• **INSTRUCTIONS TO FOLLOW**:
Rewrite the entries starting at the line containing "For the evaluation set, locate every instance of the santander" and ending at the line containing "x=1229 y=595", changing every "evaluation set" to "validation set" and keeping everything else the same.
= = = =
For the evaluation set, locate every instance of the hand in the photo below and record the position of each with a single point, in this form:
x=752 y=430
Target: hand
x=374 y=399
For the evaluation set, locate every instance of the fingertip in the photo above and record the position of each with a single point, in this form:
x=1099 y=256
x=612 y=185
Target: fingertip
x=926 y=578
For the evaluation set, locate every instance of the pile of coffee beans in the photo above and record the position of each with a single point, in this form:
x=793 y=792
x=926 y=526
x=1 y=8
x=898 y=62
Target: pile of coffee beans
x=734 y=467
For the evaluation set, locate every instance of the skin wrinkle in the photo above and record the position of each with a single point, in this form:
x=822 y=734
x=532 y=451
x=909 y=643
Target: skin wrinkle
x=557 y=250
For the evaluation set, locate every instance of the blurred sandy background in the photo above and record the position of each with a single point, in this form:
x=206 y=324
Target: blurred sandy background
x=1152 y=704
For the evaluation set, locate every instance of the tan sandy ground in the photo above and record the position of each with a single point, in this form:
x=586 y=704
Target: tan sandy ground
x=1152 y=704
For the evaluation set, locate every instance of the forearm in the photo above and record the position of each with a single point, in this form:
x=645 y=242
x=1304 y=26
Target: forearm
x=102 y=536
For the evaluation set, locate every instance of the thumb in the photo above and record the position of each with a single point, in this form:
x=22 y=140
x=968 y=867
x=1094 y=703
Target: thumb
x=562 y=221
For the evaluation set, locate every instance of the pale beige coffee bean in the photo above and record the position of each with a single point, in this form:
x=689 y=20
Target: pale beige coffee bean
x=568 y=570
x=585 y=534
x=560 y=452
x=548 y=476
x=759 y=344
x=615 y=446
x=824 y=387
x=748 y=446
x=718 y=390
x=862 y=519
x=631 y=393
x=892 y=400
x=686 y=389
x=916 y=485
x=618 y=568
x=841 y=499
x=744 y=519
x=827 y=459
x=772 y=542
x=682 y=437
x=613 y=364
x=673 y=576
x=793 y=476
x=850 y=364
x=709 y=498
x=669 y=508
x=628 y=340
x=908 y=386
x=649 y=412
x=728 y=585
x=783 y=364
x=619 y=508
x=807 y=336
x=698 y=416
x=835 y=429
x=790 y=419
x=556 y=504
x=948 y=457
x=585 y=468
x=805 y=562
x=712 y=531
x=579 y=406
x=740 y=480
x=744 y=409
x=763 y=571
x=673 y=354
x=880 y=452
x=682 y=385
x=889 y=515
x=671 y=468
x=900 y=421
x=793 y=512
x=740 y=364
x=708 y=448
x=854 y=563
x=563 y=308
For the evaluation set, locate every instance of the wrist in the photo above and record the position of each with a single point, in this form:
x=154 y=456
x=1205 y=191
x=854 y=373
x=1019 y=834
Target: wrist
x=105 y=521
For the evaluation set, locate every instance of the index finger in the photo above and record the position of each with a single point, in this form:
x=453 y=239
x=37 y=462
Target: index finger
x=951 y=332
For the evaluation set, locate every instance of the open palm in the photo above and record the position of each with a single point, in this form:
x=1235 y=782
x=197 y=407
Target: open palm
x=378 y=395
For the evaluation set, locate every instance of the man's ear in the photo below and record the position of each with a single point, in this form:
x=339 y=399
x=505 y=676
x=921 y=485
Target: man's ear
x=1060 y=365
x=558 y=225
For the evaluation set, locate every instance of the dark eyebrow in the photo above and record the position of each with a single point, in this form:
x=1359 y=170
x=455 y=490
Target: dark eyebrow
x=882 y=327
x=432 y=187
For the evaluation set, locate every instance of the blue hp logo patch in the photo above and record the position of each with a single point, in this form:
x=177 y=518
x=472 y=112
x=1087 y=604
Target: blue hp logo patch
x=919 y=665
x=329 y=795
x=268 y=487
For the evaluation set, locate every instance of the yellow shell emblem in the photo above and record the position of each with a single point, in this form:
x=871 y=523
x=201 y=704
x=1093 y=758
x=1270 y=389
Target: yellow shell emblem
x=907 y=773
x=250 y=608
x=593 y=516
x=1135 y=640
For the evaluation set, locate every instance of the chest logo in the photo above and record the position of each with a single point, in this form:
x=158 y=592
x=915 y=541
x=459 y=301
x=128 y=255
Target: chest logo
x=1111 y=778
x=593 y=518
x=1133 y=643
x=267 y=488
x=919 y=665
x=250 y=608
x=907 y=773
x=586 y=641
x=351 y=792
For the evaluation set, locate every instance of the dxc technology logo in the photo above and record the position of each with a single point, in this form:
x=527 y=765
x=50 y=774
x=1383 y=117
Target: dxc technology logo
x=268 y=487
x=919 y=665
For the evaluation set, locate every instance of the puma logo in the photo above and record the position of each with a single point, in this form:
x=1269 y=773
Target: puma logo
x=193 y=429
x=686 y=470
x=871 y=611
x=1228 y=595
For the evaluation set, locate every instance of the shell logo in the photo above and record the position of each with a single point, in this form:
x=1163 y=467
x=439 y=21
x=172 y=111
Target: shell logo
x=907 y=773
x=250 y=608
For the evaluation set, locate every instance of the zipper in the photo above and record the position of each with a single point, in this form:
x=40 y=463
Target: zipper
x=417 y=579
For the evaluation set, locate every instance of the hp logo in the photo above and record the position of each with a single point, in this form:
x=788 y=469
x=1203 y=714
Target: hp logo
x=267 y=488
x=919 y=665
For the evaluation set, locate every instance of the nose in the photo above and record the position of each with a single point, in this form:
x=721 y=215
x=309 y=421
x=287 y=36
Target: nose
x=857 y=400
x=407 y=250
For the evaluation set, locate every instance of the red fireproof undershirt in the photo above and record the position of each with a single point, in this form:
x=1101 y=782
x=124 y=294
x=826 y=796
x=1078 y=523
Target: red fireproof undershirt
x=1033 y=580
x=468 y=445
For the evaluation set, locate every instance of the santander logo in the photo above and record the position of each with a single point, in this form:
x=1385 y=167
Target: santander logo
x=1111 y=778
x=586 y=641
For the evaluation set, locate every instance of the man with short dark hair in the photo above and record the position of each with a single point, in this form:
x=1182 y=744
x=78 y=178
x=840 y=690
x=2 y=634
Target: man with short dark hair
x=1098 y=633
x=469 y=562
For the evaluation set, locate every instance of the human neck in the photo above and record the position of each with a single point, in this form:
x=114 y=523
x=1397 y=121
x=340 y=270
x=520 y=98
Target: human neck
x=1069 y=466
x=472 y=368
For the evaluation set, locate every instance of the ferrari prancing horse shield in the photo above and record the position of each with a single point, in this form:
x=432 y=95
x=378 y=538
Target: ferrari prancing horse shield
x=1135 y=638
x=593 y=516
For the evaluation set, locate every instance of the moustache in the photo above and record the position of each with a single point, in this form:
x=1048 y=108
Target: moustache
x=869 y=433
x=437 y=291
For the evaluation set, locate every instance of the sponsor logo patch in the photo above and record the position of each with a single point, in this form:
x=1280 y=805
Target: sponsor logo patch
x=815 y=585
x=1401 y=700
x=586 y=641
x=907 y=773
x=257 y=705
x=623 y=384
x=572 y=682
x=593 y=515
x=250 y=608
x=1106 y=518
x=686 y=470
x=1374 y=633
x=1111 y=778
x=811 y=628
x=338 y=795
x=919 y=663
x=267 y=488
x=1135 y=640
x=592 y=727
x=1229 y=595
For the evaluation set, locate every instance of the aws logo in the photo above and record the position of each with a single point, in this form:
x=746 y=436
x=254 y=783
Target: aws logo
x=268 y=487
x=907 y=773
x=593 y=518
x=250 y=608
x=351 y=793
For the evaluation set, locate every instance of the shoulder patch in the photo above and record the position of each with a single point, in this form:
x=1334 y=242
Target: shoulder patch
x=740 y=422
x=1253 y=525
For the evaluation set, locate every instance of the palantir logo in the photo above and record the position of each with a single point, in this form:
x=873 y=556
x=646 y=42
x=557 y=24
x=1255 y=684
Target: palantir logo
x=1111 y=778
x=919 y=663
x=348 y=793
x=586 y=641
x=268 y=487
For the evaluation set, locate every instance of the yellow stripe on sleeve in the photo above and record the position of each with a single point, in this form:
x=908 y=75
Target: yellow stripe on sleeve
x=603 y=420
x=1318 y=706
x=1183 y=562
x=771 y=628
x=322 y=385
= = = =
• **RESULT FOR THIS EXERCISE**:
For the validation set, locate every instance of the santander logo in the photo above and record the position of each with a single point, in this form:
x=1385 y=167
Target: santander logo
x=1111 y=778
x=586 y=641
For the validation set, locate every instance of the man with short dark hair in the photo above and record the position of each with a single point, in this form:
x=1182 y=744
x=78 y=178
x=840 y=690
x=2 y=634
Target: man with short dark hair
x=1098 y=633
x=469 y=562
For the validation set, locate every instance of the human neck in the photo above and record the position of each with a single point, in this form:
x=114 y=523
x=1397 y=121
x=340 y=270
x=520 y=98
Target: human neck
x=1069 y=466
x=472 y=368
For the validation set, locate every instance of the ferrari prancing horse shield in the photo above and record the position of each with a single point, in this form:
x=432 y=95
x=378 y=538
Target: ferrari prancing horse shield
x=1135 y=638
x=593 y=516
For the validation set, locate every instance of the moustache in the photo above and record the position of each with a single point, in this form:
x=1048 y=108
Target: moustache
x=869 y=433
x=437 y=291
For the validation set, locate every instance of the sponsor logo patch in the photo above and record the position of each with a single point, in this form:
x=1280 y=805
Target: sponsor logo patch
x=815 y=585
x=1401 y=700
x=586 y=641
x=907 y=773
x=257 y=705
x=623 y=384
x=572 y=682
x=593 y=515
x=250 y=608
x=1106 y=518
x=686 y=470
x=1374 y=633
x=1111 y=778
x=811 y=628
x=338 y=795
x=919 y=663
x=267 y=488
x=1135 y=640
x=592 y=727
x=1229 y=595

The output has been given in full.